(Work instructions):
Select every line below that contains the word "water" and copy each one.

Data taken from a collection:

## start

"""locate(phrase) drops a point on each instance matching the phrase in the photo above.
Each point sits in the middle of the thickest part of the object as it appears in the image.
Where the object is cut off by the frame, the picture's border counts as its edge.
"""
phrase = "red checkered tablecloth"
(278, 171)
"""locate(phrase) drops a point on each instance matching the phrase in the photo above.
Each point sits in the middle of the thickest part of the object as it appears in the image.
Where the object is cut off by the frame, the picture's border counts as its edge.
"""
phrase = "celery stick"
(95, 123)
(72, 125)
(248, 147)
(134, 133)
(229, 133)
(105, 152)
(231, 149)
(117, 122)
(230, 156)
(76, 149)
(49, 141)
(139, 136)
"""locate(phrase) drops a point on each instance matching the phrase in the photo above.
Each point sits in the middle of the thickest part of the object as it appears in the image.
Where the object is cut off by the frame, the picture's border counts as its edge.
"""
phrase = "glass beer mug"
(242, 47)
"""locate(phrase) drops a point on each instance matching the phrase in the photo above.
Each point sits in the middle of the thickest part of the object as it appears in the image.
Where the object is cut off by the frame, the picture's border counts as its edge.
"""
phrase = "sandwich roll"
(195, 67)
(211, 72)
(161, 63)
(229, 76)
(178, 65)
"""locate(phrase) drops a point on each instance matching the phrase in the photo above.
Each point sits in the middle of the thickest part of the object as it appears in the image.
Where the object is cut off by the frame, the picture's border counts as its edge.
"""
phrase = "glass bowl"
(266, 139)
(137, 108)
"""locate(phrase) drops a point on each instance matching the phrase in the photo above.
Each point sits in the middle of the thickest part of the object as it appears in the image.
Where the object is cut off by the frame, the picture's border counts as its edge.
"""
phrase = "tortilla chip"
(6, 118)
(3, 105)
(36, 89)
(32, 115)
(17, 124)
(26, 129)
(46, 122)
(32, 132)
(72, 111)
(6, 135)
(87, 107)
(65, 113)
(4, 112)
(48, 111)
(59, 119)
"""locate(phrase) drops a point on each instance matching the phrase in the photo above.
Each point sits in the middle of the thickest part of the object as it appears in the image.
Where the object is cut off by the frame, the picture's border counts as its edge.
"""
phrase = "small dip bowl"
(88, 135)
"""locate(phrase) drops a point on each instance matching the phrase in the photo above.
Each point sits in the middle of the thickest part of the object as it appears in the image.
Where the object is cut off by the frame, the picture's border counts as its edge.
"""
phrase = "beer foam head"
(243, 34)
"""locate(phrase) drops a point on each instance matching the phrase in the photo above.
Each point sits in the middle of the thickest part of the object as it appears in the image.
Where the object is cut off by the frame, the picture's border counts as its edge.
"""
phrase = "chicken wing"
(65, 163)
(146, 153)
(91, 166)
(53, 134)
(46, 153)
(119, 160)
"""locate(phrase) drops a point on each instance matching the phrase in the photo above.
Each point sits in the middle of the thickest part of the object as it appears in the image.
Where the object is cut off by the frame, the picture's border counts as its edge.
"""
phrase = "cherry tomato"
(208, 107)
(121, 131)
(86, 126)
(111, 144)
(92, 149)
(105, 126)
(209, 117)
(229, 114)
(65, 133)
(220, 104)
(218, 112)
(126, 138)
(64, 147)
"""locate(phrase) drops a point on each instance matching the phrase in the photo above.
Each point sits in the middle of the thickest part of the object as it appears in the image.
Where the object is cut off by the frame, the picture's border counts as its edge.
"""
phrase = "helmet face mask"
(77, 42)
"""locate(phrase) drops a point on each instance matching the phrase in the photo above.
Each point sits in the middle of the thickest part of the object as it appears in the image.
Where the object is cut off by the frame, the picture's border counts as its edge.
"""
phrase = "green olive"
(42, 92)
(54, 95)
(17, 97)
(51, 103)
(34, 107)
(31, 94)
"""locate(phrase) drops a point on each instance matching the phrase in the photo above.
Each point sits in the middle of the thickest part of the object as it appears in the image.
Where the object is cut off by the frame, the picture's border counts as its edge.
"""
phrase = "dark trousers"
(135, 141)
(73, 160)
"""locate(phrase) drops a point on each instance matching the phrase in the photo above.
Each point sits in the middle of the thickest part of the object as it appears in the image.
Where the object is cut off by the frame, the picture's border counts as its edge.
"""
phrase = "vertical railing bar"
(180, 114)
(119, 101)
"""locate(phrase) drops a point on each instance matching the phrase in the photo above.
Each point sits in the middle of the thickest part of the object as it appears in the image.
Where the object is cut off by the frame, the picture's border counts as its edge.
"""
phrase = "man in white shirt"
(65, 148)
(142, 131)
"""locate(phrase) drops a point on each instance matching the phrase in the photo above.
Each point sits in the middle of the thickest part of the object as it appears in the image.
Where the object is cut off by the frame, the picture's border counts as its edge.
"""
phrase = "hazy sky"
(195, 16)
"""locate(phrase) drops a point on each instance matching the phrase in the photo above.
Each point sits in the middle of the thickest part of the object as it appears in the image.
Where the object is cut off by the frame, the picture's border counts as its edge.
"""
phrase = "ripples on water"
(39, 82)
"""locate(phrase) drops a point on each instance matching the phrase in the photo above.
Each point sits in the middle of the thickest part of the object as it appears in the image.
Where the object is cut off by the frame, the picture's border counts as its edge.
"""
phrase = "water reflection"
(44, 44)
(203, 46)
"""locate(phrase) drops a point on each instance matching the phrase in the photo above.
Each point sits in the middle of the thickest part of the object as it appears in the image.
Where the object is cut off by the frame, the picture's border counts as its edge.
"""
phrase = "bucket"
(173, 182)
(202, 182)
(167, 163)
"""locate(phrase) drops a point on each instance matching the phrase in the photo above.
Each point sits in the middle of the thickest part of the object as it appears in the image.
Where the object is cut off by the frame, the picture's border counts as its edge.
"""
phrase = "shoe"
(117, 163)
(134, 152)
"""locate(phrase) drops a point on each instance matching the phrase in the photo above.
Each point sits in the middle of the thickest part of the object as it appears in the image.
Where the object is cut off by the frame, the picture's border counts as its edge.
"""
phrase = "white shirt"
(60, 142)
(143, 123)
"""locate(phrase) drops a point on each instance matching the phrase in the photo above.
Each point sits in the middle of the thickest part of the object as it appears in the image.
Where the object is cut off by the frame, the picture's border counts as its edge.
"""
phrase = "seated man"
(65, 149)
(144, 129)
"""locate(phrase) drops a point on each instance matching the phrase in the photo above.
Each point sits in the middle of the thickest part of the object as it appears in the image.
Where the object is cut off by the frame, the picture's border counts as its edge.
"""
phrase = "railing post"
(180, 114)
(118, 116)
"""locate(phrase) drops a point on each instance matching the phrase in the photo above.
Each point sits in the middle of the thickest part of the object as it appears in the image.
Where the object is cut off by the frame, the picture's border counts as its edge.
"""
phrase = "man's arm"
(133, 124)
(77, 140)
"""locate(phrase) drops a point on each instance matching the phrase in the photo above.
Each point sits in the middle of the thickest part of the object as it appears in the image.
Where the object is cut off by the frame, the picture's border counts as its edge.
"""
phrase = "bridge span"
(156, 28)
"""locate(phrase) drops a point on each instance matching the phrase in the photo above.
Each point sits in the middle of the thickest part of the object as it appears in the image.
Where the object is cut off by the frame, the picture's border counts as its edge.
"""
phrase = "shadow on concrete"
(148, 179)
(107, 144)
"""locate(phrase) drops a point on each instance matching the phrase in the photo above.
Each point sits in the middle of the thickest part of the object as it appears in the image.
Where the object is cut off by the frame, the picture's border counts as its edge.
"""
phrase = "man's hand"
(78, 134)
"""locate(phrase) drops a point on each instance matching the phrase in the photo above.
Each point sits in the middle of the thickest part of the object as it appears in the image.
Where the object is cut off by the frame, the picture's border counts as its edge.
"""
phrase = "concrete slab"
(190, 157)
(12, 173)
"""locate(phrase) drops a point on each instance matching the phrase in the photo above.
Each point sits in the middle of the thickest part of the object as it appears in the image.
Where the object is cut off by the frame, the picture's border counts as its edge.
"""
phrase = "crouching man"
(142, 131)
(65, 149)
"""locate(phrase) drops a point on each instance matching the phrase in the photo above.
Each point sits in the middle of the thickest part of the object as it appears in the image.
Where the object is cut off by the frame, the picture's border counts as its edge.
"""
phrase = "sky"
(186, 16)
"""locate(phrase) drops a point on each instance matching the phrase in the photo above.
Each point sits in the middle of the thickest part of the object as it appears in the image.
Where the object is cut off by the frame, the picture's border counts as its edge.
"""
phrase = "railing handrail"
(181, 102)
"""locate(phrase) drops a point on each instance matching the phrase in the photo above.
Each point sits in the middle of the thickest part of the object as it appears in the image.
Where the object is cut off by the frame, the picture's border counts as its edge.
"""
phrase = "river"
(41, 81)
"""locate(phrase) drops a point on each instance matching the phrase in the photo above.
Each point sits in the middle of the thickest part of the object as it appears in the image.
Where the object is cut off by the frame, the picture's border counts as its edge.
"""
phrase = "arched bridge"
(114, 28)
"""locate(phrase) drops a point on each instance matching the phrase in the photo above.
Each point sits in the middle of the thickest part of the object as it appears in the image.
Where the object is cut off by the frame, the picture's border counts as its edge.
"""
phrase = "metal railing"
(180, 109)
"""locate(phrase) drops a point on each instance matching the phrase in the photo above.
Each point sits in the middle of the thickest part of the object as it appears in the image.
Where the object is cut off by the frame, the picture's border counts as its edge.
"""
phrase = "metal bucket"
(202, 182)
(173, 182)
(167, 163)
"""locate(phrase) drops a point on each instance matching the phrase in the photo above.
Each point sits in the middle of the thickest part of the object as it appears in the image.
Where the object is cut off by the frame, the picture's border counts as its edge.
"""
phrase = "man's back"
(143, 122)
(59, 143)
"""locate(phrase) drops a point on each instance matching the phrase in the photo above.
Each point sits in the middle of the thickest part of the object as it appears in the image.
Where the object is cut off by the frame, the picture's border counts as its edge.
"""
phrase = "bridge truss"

## end

(Response to this exercise):
phrase = "ripples on water"
phrase = "water reflection"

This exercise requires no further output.